I apologize for not posting anything recently. I've been chasing a dream of mine and that's been consuming a great deal of my time. I've also spent a lot of my time running away. I wish everyone could grow up having an asian parent so they know what I've been going through. I genuinely think that growing up in this country with one asian parent is a tragedy, and two is just a nightmare. In asian culture everyone basically strives to be a small business owner or something of the like, something with a minor amount of respect and something that is totally boring and shitty. If any of you know me, you know that is not me. So you can see how my mom and I butt heads to the extreme nearly every day. She's at a point in her life where she's getting too old to work. She is getting arthritis really bad in her hands and since her job involves her hands she has been forced to resign to teaching others and trying to make money that way. However, that means in her home life she needs somebody to help around the house. Lord knows my brother and sister won't do shit, they're just like me, they think that school and instrument lessons are already too much (which to be fair, with the way my mom treats those things, they are), and my shitty ass step dad obviously doesn't do fucking anything at all except be a dick to my siblings, so that generally leaves things up to me.


Now this wouldn't normally be that big of a deal except for the fact that I'm under constant pressure to either go back to school or get a job, both of which not only feel like a waste of time to me, but also feel like giving up. Don't get me wrong, I'm sure I'll still get a job just because I really, REALLY, need the money right now, but my last job left me with a bit of a salty taste in my mouth and again, if any of you know me, you know I'm not the kind of guy to give up TIME for MONEY, especially when it involves sucking someone else's dick for 10 hours a day doing something monotonous. But of course, my mom doesn't understand these things, and why should she? That's all she's done her entire life, and I appreciate that, but things are different for me. She worked her entire life for me to be able to chase my dreams so WHY ISN'T SHE FUCKING LETTING ME!!?


Ugh, I have so many frustrations right now. I need to get out of here. Living in my mom's basement is a living hell, and as soon as I get a job I can move out, so I guess that's what I have to do. But it feels so bad. It feels like resigning to a life of shit. And I feel like there's not one single person who relates to what I want, how I feel, or what I want from life.


And don't even get me started on girls. Do you know how hard it is to scrape together the courage to ask a girl out when you have no money and still live with your mom? It's impossible.


Maybe this was too much information but I've always been one for transparency.

- Marcus <3

Friday, August 16, 2013

day 82 - absolution

"Write drunk; edit sober." - Ernest Hemingway

i crave that absolution
i desire that instituion
i feel like resolution
is just a substitution

infinity is not everything
a fool can be a king
in our deepest fears will ring
a dead and withered wing

melodies heard
and emotions stirred
a life in the end
is all you can tend









I have something I'm writing but I wanted to take a little bit of time with it, so while I'm still writing every day I might not be posting for a few. To make up for it, here's a playlist of a few songs that I like.

===============

Exercise prompt:
In the blog post, what condition has forced the writer's mother to resign herself to teaching others?

===============

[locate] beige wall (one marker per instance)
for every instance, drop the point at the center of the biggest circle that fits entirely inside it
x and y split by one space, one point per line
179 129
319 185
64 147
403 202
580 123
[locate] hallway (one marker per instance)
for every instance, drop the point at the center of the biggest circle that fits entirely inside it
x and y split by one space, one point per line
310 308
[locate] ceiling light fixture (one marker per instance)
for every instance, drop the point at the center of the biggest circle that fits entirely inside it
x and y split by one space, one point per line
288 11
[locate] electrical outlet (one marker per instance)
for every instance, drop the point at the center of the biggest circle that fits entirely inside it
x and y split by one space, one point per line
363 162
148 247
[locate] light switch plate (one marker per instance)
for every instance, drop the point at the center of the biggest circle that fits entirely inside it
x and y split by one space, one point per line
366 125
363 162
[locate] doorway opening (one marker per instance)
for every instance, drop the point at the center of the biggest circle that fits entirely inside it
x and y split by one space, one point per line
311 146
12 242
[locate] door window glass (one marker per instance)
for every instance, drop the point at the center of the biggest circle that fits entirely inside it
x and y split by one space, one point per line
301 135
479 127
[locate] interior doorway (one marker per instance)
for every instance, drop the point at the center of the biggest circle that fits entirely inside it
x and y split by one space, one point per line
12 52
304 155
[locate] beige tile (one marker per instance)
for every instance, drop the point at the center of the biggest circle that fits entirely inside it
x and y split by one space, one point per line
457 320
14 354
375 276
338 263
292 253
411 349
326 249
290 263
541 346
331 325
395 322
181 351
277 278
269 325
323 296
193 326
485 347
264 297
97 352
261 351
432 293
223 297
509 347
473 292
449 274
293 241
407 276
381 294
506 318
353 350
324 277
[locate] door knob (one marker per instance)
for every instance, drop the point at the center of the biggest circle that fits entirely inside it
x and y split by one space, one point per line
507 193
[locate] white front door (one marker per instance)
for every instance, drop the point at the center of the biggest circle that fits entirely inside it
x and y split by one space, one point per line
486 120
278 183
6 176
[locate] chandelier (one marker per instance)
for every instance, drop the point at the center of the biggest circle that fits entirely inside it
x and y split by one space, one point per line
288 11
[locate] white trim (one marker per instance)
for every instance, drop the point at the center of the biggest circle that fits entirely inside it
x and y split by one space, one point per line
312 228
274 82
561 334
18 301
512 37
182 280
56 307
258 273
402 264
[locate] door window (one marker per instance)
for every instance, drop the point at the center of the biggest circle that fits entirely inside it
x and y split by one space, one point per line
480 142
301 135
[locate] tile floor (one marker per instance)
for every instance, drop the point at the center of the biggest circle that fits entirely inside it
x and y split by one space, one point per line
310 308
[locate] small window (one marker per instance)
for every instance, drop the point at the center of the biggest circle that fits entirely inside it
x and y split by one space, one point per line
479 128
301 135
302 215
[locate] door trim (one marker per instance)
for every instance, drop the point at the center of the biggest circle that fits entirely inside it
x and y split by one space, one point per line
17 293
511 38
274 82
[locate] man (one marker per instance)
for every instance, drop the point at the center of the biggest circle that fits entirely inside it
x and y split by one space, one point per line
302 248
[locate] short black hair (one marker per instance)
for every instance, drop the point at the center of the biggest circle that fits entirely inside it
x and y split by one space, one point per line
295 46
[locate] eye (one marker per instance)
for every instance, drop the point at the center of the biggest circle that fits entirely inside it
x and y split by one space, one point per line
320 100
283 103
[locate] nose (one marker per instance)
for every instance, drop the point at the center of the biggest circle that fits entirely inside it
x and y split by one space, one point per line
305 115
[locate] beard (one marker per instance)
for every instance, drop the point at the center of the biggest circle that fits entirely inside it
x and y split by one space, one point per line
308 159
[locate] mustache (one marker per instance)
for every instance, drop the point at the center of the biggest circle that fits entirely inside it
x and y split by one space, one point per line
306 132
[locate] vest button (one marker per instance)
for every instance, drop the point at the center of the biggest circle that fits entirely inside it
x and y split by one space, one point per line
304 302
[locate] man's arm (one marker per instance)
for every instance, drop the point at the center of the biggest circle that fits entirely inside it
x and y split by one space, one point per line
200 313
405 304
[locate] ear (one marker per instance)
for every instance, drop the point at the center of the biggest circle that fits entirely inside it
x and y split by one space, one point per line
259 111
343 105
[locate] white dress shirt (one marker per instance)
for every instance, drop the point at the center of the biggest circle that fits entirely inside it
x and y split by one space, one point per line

===============

Solution below:
Severe arthritis in her hands.